* start READING TEXT *

Recently, my friend Jayme Soulati wrote a post about how those of us who are bloggers have a measure of influence. After I retweeted her post, another friend, Lindsay Bell, responded:

influencer tweet1 4 Truths About Influence

 

 

 

To which my response was:

 

influencer tweet2 4 Truths About Influence

 

 

 

And I truly do believe that. All of us are influencers in some way, shape, or form. And despite the fact that no two of us agree on a a definition for the term, we as marketers and business owners still want to tap into and harness the power that certain individuals seem to have over others. But regardless of how we define it, there are 4 truths that we need to examine before we seek to identify people as being influencers:

1) We are all influential about something – It’s true. Everyone is an influencer. One person might be influential about music, while another might be influential about tech products. We can be influential about multiple things at the same time, and at various levels.

2) Influence can be positive or negative – When we talk about influence, we focus on the positive, but there is such a thing as negative influence. There are times when an individual might talk about a certain product, but if I’m not fond of the individual, or I don’t trust their opinion in a specific area, it might color the way I feel about the product. A company might hire someone to endorse a product, but the association with that spokesperson might make me think less of the product.

3) Influence fluctuates vertically – If we draw influence for a particular individual on a graph, it ebbs and flows. At some points we might wield a great deal of influence, while at other times we may have very little influence. And those fluctuations can happen rather rapidly.

* end READING TEXT *
* start DATA PROVIDED *

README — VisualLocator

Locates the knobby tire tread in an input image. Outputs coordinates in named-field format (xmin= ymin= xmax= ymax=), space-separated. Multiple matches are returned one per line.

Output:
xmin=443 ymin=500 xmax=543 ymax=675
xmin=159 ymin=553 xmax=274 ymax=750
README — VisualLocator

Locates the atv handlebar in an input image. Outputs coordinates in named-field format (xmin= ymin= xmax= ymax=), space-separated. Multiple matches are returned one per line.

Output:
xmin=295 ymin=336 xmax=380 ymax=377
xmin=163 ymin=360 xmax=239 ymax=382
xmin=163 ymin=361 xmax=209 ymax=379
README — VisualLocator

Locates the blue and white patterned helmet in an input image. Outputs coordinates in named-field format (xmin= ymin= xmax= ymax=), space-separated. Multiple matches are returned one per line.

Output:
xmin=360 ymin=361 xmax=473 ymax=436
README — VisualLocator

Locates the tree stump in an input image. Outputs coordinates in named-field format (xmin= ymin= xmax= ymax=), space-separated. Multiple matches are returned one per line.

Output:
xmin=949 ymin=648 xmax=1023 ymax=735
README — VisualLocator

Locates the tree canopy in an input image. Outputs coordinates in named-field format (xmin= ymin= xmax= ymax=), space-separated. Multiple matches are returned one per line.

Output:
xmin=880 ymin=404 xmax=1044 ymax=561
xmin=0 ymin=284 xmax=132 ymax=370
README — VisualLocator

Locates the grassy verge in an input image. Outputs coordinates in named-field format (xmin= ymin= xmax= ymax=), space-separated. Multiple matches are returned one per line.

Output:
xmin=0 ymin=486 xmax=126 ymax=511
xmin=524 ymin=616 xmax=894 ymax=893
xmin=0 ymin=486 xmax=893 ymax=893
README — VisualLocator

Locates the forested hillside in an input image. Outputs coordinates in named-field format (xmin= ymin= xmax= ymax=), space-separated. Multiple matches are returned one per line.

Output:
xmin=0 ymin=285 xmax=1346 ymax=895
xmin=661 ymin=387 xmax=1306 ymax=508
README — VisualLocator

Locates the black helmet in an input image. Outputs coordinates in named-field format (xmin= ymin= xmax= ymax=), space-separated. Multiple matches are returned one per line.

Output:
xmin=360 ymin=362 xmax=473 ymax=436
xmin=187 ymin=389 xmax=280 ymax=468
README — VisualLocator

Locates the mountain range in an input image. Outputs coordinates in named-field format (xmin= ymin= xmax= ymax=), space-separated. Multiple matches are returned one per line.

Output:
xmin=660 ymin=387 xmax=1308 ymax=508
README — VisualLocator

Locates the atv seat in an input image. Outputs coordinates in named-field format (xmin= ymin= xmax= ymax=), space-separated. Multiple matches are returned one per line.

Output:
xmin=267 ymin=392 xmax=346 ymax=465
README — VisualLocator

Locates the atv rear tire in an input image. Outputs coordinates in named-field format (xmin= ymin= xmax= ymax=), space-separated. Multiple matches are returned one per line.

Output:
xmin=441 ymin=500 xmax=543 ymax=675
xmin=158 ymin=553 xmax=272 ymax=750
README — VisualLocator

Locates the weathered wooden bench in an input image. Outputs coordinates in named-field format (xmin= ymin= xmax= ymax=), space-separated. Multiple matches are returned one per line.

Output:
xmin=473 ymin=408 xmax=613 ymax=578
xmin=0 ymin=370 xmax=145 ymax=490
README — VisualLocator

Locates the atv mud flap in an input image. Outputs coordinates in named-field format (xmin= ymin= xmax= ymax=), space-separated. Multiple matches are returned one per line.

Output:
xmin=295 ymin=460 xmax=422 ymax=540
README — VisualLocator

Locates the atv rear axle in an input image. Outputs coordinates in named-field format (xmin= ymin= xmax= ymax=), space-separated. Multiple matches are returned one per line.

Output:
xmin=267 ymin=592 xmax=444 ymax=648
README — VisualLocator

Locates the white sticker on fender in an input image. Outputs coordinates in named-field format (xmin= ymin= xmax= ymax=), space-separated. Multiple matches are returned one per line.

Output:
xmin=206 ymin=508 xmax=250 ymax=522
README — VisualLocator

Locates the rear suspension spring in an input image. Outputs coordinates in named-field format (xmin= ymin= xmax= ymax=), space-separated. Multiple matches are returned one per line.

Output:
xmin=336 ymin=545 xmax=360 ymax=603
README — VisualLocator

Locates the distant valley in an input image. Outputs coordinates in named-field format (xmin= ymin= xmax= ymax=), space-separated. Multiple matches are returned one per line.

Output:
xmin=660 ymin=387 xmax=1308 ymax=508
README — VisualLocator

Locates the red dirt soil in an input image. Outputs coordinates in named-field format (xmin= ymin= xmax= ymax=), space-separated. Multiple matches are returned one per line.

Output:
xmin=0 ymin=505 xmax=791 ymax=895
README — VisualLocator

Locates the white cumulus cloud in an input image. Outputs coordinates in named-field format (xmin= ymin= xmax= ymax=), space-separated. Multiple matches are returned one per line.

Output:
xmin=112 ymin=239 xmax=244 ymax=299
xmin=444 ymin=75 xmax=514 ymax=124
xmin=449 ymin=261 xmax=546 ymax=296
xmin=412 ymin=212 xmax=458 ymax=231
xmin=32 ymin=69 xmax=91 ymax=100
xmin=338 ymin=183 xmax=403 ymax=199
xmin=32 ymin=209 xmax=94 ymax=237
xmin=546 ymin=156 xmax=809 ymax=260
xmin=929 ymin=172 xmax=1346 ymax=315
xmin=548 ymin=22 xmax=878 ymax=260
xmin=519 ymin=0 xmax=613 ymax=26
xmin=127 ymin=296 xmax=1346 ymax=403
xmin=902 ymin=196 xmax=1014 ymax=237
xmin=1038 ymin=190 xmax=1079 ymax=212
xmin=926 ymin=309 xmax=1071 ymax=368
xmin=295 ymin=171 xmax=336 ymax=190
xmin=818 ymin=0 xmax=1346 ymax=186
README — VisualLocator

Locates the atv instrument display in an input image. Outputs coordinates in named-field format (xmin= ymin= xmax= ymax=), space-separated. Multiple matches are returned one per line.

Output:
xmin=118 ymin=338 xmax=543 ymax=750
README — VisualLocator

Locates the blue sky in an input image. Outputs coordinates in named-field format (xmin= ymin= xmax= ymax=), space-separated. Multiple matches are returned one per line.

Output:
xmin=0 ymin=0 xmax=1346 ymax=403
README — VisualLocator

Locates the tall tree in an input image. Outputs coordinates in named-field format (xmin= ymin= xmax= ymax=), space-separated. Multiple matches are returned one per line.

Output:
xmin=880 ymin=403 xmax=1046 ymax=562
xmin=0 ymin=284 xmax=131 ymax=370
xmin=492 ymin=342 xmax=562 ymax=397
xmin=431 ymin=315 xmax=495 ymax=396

* end DATA PROVIDED *

WRITTEN PROBLEM A
In the post about influence, who replied after the writer retweeted Jayme Soulati's post?
WRITTEN PROBLEM B
Transcribe the post about influence from "influencer tweet2 4" up to and including "at various levels.".
WRITTEN PROBLEM C
Condense the paragraph of the post about influence that starts with "2) Influence can be positive or negative" into a short bulleted list that keeps its main facts.
You won't need the records for any of this.

TASK ANSWER A
Lindsay Bell

TASK ANSWER B
influencer tweet2 4 Truths About Influence

 

 

 

And I truly do believe that. All of us are influencers in some way, shape, or form. And despite the fact that no two of us agree on a a definition for the term, we as marketers and business owners still want to tap into and harness the power that certain individuals seem to have over others. But regardless of how we define it, there are 4 truths that we need to examine before we seek to identify people as being influencers:

1) We are all influential about something – It’s true. Everyone is an influencer. One person might be influential about music, while another might be influential about tech products. We can be influential about multiple things at the same time, and at various levels.

TASK ANSWER C
- Influence can be positive or negative, though discussions of influence tend to focus on the positive.
- If the writer dislikes someone who talks about a product, or doesn't trust that person's opinion in that area, it can color how the writer feels about the product.
- A spokesperson a company hires to endorse a product can make the writer think less of the product because of the association.